How to complete this task:
Print out all of the records exactly; no picture belongs in the result.

"""

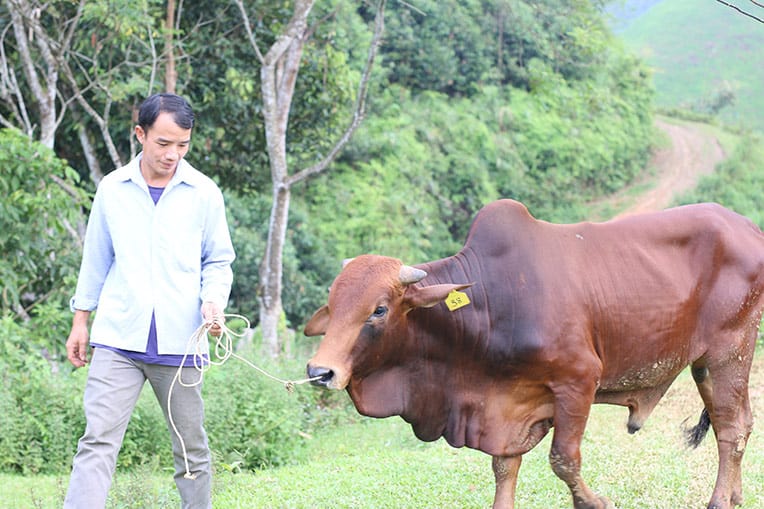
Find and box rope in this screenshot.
[166,314,321,480]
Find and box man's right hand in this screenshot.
[66,310,91,368]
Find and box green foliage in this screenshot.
[296,47,654,273]
[0,317,85,474]
[500,51,654,221]
[675,132,764,226]
[183,0,367,192]
[224,191,334,330]
[0,129,88,322]
[299,89,485,264]
[379,0,492,96]
[204,354,309,470]
[380,0,618,96]
[0,323,349,475]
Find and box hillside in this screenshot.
[590,117,726,219]
[608,0,764,131]
[616,119,725,216]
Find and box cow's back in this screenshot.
[451,200,764,376]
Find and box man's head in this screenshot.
[138,93,195,132]
[135,93,195,186]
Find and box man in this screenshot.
[64,93,235,509]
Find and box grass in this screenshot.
[611,0,764,132]
[5,348,764,508]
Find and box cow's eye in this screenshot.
[371,306,387,319]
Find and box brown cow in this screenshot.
[305,199,764,509]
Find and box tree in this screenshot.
[233,0,387,356]
[1,0,184,181]
[0,128,87,320]
[0,0,85,148]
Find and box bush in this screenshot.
[676,131,764,226]
[203,343,317,471]
[0,317,85,474]
[0,315,353,475]
[0,128,88,325]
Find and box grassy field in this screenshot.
[610,0,764,131]
[5,346,764,509]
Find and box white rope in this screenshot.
[166,314,321,480]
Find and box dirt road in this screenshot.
[603,119,726,218]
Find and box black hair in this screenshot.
[137,93,195,131]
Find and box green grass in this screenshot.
[611,0,764,131]
[6,349,764,508]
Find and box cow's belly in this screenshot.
[599,354,687,391]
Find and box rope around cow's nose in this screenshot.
[167,314,322,480]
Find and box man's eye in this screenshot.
[371,306,387,318]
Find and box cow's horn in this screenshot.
[342,257,355,268]
[399,265,427,285]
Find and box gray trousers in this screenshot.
[64,348,212,509]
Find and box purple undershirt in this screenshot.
[92,184,204,367]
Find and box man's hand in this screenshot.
[66,310,91,368]
[201,301,225,337]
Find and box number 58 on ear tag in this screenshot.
[445,290,470,311]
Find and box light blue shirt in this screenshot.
[71,155,235,355]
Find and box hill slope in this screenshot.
[591,118,725,218]
[609,0,764,131]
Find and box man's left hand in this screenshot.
[201,301,225,337]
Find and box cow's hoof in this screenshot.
[575,496,615,509]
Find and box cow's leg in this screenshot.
[492,455,521,509]
[548,376,614,509]
[693,349,754,509]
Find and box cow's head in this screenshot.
[305,254,471,391]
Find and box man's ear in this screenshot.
[304,305,330,336]
[403,283,473,309]
[135,125,146,144]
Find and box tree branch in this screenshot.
[287,0,387,187]
[715,0,764,23]
[261,0,313,67]
[234,0,265,64]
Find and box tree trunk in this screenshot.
[256,1,312,355]
[258,183,290,357]
[6,0,58,148]
[78,122,104,185]
[164,0,177,93]
[236,0,385,356]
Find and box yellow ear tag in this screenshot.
[445,290,470,311]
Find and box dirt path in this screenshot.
[600,119,726,219]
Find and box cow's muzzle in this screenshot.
[306,365,335,388]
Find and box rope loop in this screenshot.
[168,313,321,479]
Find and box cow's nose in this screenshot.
[306,365,334,387]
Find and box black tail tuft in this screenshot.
[684,408,711,449]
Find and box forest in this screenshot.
[1,0,763,486]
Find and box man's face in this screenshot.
[135,111,192,185]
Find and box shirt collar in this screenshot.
[122,154,200,190]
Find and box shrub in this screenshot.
[676,131,764,227]
[0,315,353,474]
[0,128,88,325]
[0,317,85,474]
[202,344,315,471]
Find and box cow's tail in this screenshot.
[684,408,711,448]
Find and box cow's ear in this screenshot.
[304,305,330,336]
[403,283,473,309]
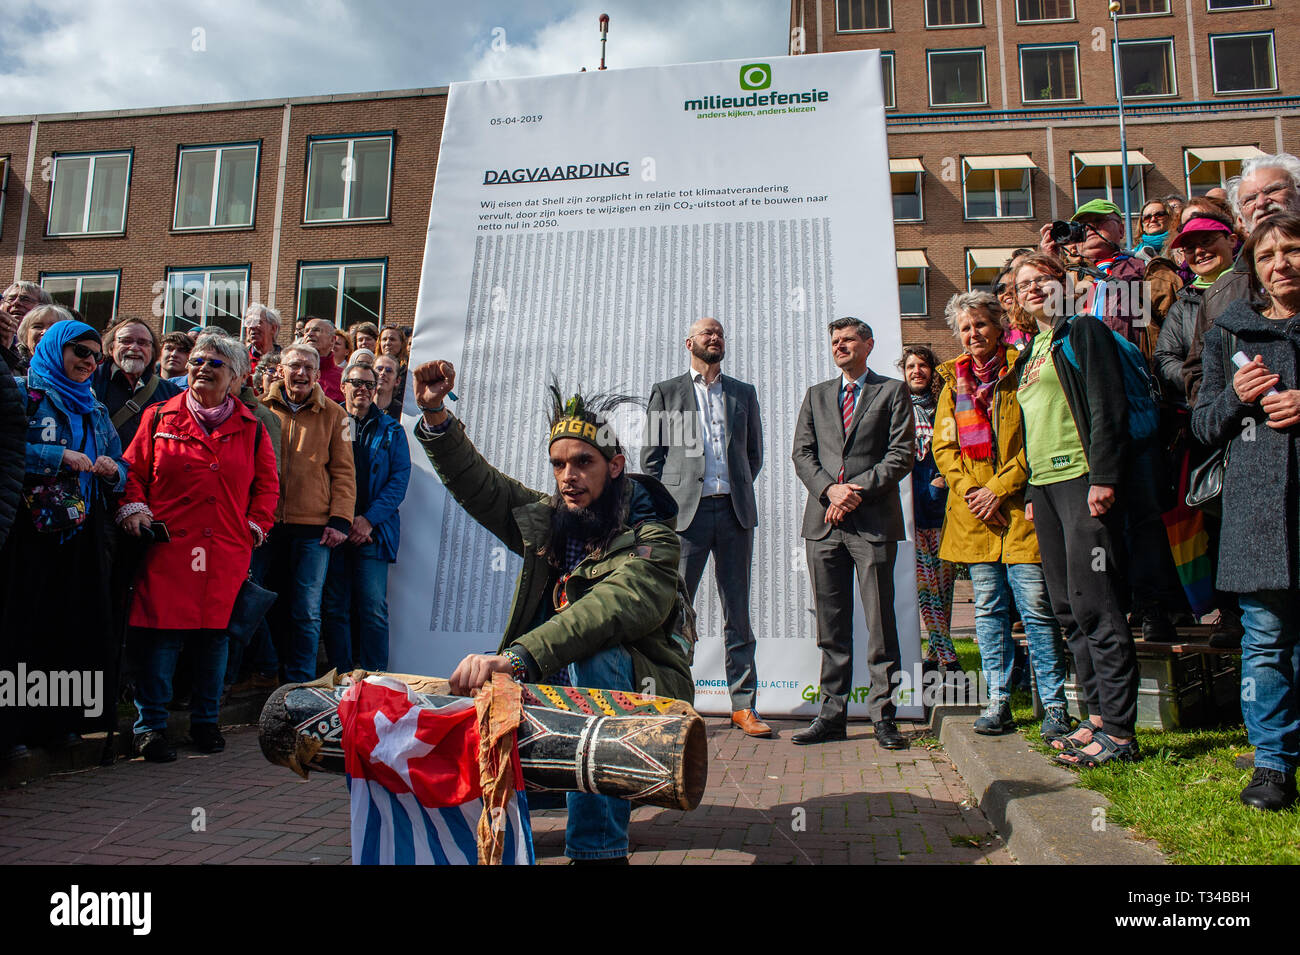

"""

Response area:
Find and box rope in this screenshot.
[166,314,321,480]
Find and box man's right hand in this screenshot.
[66,310,91,368]
Find and box green foliage in this screenshot.
[296,47,654,273]
[0,317,85,474]
[500,51,654,221]
[675,132,764,226]
[183,0,367,192]
[224,191,334,330]
[0,129,88,322]
[299,89,485,264]
[379,0,492,96]
[204,354,309,470]
[380,0,618,96]
[0,323,349,475]
Find and box hillside in this screenshot.
[590,117,726,219]
[608,0,764,131]
[616,119,725,216]
Find and box cow's back in this screenshot.
[451,200,764,376]
Find and box man's head in this screenshot.
[138,93,195,132]
[135,93,195,186]
Find and box man in this screenshot.
[64,93,235,509]
Find and box grass in this screenshot.
[611,0,764,132]
[5,348,764,508]
Find and box cow's eye in this screenshot.
[371,306,387,319]
Find and box brown cow in this screenshot.
[305,199,764,509]
Find and box tree in this screenshot.
[233,0,387,356]
[1,0,184,181]
[0,128,87,320]
[0,0,85,148]
Find and box bush in this screenshot.
[676,131,764,226]
[203,343,317,471]
[0,317,85,474]
[0,315,353,475]
[0,128,88,325]
Find and box grassy field in this screenshot.
[610,0,764,131]
[5,346,764,509]
Find and box white rope in this screenshot.
[166,314,321,480]
Find and box dirt road in this screenshot.
[603,119,726,218]
Find and box black hair in this screenshot.
[137,93,195,131]
Find and box green grass in this screenshot.
[611,0,764,131]
[6,349,764,508]
Find and box cow's belly in this screenshot.
[599,354,687,391]
Find and box rope around cow's nose in this screenshot.
[167,314,322,480]
Find and box man's eye in this screenshot.
[371,306,387,318]
Find and box cow's horn in this screenshot.
[342,257,355,268]
[399,265,427,285]
Find and box gray trousers in this screenshot.
[64,348,212,509]
Find and box purple undershirt in this screenshot.
[92,184,204,367]
Find and box man's hand in this screenshot.
[66,310,91,368]
[201,301,225,337]
Find and box number 58 on ear tag in this screenshot.
[445,290,470,311]
Find and box light blue shirt in this screenshot.
[71,155,235,355]
Find and box hill slope in this screenshot.
[591,118,725,218]
[609,0,764,131]
Find and box man's left hand in this screenshot.
[201,301,225,337]
Find and box cow's hoof in this screenshot.
[575,496,615,509]
Find and box cow's leg in this screenshot.
[492,455,521,509]
[548,376,614,509]
[693,349,754,509]
Find and box cow's head in this screenshot.
[305,254,471,391]
Find and box man's ear in this screenshot.
[304,305,330,336]
[403,283,473,309]
[135,125,146,144]
Find and box tree branch in this screenshot.
[287,0,387,187]
[715,0,764,23]
[261,0,313,67]
[234,0,265,64]
Find and box tree trunk in this screenshot.
[256,1,312,355]
[258,183,290,357]
[6,0,58,148]
[78,122,104,185]
[164,0,177,93]
[236,0,385,356]
Find and box yellow ear tag in this screenshot.
[445,290,470,311]
Find and box dirt path in this screenshot.
[600,119,726,219]
Find and box cow's muzzle in this screenshot.
[306,365,335,388]
Find and box rope loop in this screenshot.
[168,313,321,479]
Find and box cow's nose in this screenshot.
[306,365,334,387]
Find and box black tail tuft in this screenshot.
[684,408,711,449]
Find and box forest in this screenshot.
[1,0,763,486]
Find and box man's face in this screenshot.
[135,111,192,185]
Find and box shirt collar in this screenshot.
[122,154,200,190]
Find and box shrub in this screenshot.
[676,131,764,227]
[0,315,353,474]
[0,128,88,325]
[0,317,85,474]
[202,344,315,471]
Find and box cow's tail in this screenshot.
[684,408,711,448]
Find and box cow's ear in this screenshot.
[304,305,330,336]
[403,283,473,309]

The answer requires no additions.